▶ **Supplied records**:
■ ■ ■

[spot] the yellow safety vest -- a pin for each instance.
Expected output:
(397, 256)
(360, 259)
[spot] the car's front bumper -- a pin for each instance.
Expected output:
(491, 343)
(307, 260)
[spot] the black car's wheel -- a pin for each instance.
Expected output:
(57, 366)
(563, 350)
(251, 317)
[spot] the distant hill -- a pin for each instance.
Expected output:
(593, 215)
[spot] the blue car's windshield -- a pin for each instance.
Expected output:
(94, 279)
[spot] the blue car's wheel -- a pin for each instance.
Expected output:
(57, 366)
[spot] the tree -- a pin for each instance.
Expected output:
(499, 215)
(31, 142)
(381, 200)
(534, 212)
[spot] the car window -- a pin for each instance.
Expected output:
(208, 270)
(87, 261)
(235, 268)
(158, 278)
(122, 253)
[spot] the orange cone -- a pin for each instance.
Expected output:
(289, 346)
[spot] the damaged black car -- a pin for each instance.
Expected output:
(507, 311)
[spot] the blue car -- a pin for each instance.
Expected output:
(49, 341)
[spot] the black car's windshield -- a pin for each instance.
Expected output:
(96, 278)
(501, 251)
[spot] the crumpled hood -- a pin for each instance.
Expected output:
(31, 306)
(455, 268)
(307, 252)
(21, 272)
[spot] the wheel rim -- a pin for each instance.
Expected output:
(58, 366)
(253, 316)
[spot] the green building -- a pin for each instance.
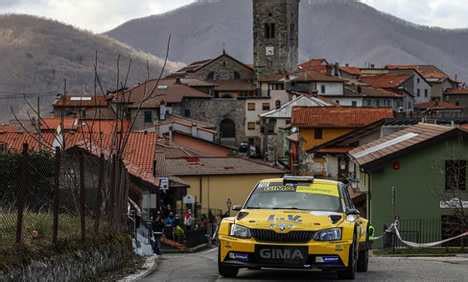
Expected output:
(419, 175)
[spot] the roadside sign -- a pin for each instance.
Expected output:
(188, 200)
(164, 184)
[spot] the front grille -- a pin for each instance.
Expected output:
(263, 235)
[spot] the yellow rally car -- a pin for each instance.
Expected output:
(295, 222)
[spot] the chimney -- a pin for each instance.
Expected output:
(194, 130)
(170, 135)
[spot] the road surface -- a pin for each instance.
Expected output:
(203, 267)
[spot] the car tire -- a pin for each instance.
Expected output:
(224, 270)
(363, 261)
(350, 272)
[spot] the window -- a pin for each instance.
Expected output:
(318, 133)
(455, 175)
(148, 116)
(210, 76)
(323, 89)
(3, 148)
(277, 104)
(270, 30)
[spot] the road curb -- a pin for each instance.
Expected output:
(148, 268)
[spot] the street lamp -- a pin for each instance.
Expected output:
(229, 205)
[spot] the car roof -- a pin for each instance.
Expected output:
(316, 181)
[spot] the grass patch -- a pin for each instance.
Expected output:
(422, 252)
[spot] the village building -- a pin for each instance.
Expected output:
(315, 126)
(438, 79)
(275, 127)
(440, 110)
(457, 96)
(85, 107)
(426, 162)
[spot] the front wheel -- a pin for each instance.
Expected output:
(224, 270)
(350, 272)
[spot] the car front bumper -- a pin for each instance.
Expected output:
(244, 253)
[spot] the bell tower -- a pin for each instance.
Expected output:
(276, 36)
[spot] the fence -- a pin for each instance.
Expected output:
(426, 230)
(47, 198)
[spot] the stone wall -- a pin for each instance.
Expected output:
(216, 110)
(284, 14)
(81, 265)
(223, 69)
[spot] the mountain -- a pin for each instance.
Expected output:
(37, 54)
(344, 31)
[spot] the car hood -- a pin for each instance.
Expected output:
(288, 220)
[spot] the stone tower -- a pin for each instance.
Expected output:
(276, 36)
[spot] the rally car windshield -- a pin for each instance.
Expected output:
(297, 199)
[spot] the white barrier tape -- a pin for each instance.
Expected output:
(426, 245)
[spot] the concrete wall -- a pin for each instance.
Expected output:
(81, 265)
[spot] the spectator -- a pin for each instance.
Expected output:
(188, 220)
(158, 230)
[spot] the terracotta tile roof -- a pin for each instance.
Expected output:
(235, 85)
(429, 72)
(371, 92)
(191, 166)
(351, 70)
(386, 80)
(398, 141)
(319, 65)
(456, 91)
(139, 153)
(82, 102)
(187, 121)
(437, 105)
(7, 127)
(313, 76)
(52, 123)
(196, 66)
(338, 117)
(104, 126)
(187, 146)
(168, 90)
(335, 150)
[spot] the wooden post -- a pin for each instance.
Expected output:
(112, 192)
(20, 194)
(99, 194)
(56, 204)
(82, 197)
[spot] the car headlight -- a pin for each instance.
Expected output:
(333, 234)
(240, 231)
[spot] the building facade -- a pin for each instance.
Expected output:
(276, 36)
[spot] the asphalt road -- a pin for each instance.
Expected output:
(203, 267)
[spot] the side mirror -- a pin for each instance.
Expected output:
(236, 208)
(353, 212)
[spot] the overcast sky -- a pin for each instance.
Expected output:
(103, 15)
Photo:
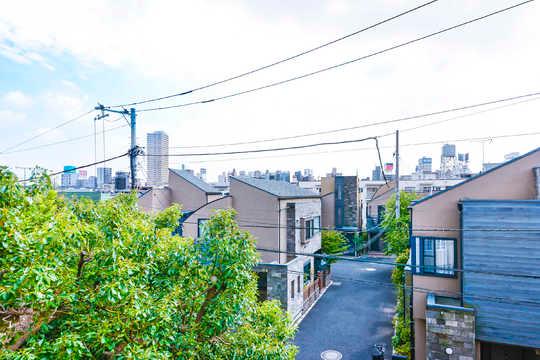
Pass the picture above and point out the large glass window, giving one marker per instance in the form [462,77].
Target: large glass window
[435,255]
[317,224]
[200,226]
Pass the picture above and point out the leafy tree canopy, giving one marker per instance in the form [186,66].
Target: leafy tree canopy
[397,230]
[83,279]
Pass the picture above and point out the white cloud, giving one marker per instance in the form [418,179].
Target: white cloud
[17,98]
[174,45]
[11,118]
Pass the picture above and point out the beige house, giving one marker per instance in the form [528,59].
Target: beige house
[183,188]
[474,265]
[284,219]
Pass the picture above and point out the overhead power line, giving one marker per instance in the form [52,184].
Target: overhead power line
[66,140]
[394,47]
[442,141]
[376,123]
[411,266]
[268,150]
[46,131]
[81,167]
[292,57]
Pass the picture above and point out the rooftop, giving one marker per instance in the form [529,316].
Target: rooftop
[197,182]
[280,189]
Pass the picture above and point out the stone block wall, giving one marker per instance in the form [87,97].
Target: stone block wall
[450,329]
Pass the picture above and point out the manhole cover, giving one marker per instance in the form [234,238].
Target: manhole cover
[331,355]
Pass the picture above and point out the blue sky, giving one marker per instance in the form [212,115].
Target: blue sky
[58,60]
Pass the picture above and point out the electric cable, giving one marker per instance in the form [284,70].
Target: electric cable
[316,72]
[292,57]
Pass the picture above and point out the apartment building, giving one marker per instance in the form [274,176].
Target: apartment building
[282,217]
[340,202]
[475,251]
[183,188]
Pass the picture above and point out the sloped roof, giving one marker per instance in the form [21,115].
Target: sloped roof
[473,178]
[281,189]
[195,181]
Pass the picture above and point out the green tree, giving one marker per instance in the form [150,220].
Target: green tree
[397,230]
[333,243]
[80,279]
[397,243]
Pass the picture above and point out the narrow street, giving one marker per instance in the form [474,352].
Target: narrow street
[352,315]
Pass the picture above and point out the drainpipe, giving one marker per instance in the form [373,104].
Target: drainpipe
[536,171]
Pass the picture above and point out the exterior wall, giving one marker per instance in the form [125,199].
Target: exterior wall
[450,329]
[328,211]
[282,284]
[517,252]
[515,180]
[261,210]
[351,201]
[155,200]
[304,209]
[190,225]
[328,184]
[185,193]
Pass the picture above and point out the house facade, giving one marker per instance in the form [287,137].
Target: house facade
[284,219]
[475,251]
[340,202]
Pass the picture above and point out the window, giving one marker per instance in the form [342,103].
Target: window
[310,228]
[317,224]
[435,256]
[307,272]
[200,226]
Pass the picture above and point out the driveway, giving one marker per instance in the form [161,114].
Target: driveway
[352,315]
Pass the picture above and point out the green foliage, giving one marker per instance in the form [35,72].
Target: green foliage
[333,243]
[397,230]
[80,279]
[401,339]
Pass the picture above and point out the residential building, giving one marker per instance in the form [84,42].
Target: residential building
[104,176]
[475,249]
[376,174]
[424,165]
[340,202]
[69,177]
[282,217]
[157,145]
[121,181]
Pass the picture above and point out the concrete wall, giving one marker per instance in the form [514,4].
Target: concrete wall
[155,200]
[328,211]
[304,209]
[185,193]
[515,180]
[260,210]
[450,329]
[190,225]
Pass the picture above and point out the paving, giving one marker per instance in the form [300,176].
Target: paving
[354,314]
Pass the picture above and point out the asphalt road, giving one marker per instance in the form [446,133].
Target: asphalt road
[352,315]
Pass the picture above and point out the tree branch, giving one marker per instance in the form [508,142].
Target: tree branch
[24,337]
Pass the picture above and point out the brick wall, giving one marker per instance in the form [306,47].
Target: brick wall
[450,329]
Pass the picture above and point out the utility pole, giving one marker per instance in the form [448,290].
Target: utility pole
[397,175]
[134,149]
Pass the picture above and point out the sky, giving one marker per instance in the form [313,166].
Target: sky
[60,59]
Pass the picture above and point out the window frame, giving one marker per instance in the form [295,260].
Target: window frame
[200,221]
[418,256]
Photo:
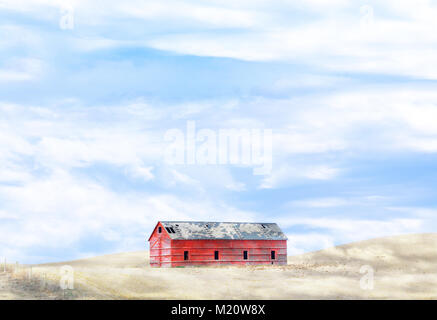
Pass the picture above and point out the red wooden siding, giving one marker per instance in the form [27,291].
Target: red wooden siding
[165,252]
[160,248]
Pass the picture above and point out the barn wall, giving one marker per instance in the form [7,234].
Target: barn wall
[160,248]
[201,252]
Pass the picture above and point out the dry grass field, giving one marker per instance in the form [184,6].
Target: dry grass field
[405,267]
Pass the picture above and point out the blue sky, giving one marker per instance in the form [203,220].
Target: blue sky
[348,89]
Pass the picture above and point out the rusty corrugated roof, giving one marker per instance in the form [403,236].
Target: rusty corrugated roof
[196,230]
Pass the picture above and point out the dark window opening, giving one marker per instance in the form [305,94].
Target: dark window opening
[170,229]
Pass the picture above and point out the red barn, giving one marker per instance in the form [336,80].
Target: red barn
[185,243]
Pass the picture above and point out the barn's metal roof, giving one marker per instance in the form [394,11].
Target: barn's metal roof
[196,230]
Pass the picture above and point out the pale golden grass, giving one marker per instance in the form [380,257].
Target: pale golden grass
[405,268]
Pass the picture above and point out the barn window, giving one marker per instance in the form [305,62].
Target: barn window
[170,229]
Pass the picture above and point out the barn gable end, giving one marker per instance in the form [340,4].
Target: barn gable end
[186,243]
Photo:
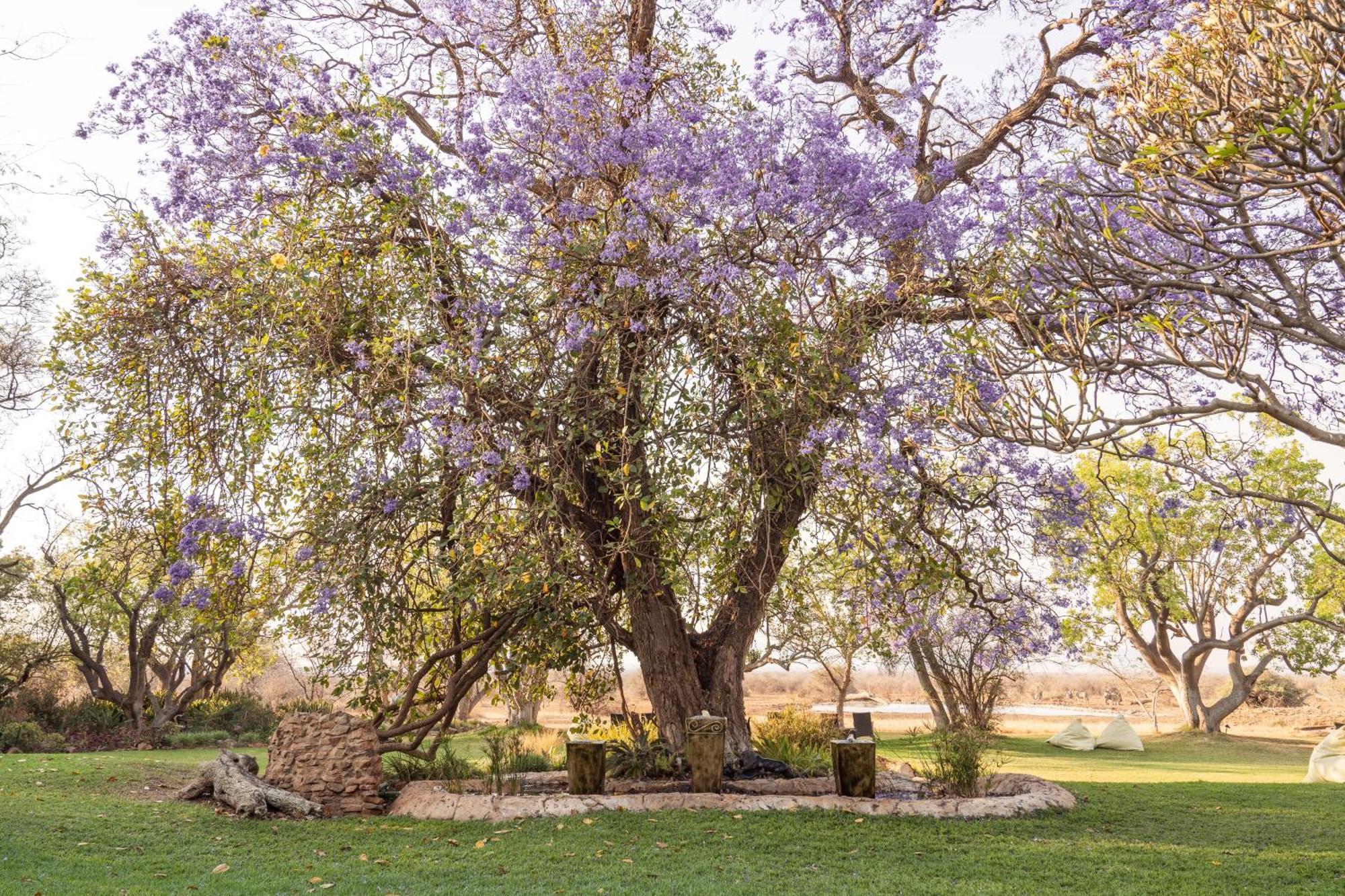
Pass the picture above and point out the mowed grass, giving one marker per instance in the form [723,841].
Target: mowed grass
[1191,815]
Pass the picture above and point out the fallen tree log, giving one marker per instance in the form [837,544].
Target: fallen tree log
[233,779]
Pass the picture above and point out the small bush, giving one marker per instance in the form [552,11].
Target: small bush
[958,759]
[446,766]
[26,737]
[41,702]
[190,739]
[529,760]
[547,744]
[92,716]
[303,705]
[800,727]
[1274,690]
[802,759]
[231,710]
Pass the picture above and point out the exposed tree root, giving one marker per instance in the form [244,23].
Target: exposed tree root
[233,779]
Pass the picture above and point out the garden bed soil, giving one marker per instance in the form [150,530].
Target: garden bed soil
[1005,797]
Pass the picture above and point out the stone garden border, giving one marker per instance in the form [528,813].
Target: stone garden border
[1007,797]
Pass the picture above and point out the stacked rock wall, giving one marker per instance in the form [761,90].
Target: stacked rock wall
[329,758]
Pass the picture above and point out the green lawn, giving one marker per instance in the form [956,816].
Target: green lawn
[1188,817]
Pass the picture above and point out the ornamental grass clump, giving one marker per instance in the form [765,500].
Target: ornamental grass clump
[804,760]
[797,725]
[447,764]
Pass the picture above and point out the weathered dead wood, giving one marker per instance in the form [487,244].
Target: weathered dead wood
[233,779]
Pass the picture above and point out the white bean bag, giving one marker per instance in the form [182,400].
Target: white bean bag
[1073,736]
[1328,760]
[1120,735]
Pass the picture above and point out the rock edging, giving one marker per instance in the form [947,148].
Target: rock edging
[1007,797]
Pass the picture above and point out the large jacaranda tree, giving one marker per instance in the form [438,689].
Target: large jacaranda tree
[555,290]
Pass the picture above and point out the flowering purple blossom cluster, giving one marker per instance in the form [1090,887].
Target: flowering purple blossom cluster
[210,540]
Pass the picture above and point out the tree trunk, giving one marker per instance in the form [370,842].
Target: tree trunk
[233,779]
[944,710]
[1187,693]
[843,689]
[524,712]
[684,677]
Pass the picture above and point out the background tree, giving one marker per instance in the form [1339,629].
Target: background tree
[24,298]
[640,290]
[29,642]
[821,615]
[158,606]
[1191,266]
[1188,573]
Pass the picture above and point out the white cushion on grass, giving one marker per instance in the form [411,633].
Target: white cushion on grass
[1120,735]
[1328,760]
[1073,736]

■ ■ ■

▶ **What you need to do**: What you output must be the lines from the opening of the material above up to and including the line with "[spot] the black car's wheel", reproduced exactly.

▶ **Solution to this task**:
[spot] the yellow safety vest -- a pin for each instance.
Expected output:
(397, 256)
(360, 259)
[spot] the car's front bumper -- a pin for each instance.
Expected output:
(491, 343)
(307, 260)
[spot] the black car's wheel -- a pin for each instance.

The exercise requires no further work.